Sunday, October 7, 2007

A Very Nice Comment

The commenter Populist (I hope that doesn't come across as being too impersonal, to call him "commenter") has left a very nice comment to my entry "On the assimilability factor," which I thought deserved a post to itself...

Populist writes:

In response to my own comment, about labels and humanity, I would like to attempt to be a little more specific as to what I meant. For the record, I have no problem calling a spade a spade and I have no trouble whatsoever espousing the truth. However, I do believe that we have to be careful as to our use and frequency of labeling individuals. To be sure, being a Christian or liberal etc... is part and parcel of what/who you are. However, it is but one part (in my opinion) of that equation. My political or religious beliefs do not say everything about who I am. In as much, I do not want to be referred to by someone as the "liberal" or "Christian" etc.. I say that, not because I am ashamed of my beliefs, but because I am a father, a son, a brother, a man and a Longhorn fan and I want all of my parts to be seen (I do not consider myself a liberal by the way.. that is only an example). Labels are really what you make of them, however, all too often it seems that they are used as a means of degrading someone.

Enough about my hang-up with labels already!

Stored data entries —
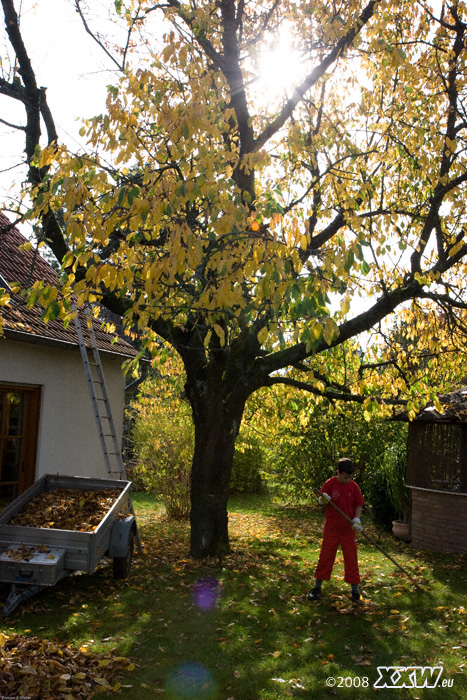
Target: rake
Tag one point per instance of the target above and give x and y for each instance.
(388, 556)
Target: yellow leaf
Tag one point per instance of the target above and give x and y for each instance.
(220, 333)
(262, 335)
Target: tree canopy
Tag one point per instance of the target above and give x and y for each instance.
(253, 233)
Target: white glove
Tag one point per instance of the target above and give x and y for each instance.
(324, 499)
(357, 525)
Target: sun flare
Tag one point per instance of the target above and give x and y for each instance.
(279, 68)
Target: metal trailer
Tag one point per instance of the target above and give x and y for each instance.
(52, 554)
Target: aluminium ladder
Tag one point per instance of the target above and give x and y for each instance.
(100, 400)
(112, 454)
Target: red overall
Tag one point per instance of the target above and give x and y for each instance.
(338, 531)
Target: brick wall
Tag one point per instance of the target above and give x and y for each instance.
(439, 521)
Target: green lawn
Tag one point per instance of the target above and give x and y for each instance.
(244, 630)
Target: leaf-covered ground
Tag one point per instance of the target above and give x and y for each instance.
(243, 629)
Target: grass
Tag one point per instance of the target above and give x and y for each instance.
(262, 640)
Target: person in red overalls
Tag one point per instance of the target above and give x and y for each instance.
(346, 494)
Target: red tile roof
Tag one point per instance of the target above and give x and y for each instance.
(23, 323)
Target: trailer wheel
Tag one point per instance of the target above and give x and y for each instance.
(122, 565)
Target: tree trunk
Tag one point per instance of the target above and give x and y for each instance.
(216, 429)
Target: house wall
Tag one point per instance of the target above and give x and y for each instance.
(68, 439)
(439, 521)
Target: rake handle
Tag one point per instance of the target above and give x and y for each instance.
(377, 546)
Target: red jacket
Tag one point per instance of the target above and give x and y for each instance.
(347, 497)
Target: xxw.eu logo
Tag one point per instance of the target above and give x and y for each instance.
(409, 677)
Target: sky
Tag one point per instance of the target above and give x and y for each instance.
(72, 67)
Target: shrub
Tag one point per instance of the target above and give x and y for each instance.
(163, 444)
(246, 468)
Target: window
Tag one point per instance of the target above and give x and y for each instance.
(19, 420)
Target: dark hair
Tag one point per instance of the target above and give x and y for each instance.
(345, 465)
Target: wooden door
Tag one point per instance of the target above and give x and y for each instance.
(19, 422)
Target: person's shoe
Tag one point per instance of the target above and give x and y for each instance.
(314, 594)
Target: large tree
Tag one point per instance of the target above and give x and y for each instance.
(254, 233)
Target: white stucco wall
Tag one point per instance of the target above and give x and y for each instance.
(68, 439)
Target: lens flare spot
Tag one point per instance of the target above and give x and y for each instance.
(206, 593)
(191, 681)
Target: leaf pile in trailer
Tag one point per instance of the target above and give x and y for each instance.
(33, 667)
(67, 509)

Exercise brief — Decide whether each statement agrees with the blog post: (a) Populist considers himself a liberal; (b) Populist is a Longhorn fan; (c) Populist says he is ashamed of his beliefs. For each, answer yes or no and quote the deciding words of the blog post. Rely on the blog post alone, not on the entries.

Output for this exercise —
(a) No: "I do not consider myself a liberal by the way.. that is only an example"
(b) Yes: "I am a father, a son, a brother, a man and a Longhorn fan"
(c) No: "I say that, not because I am ashamed of my beliefs"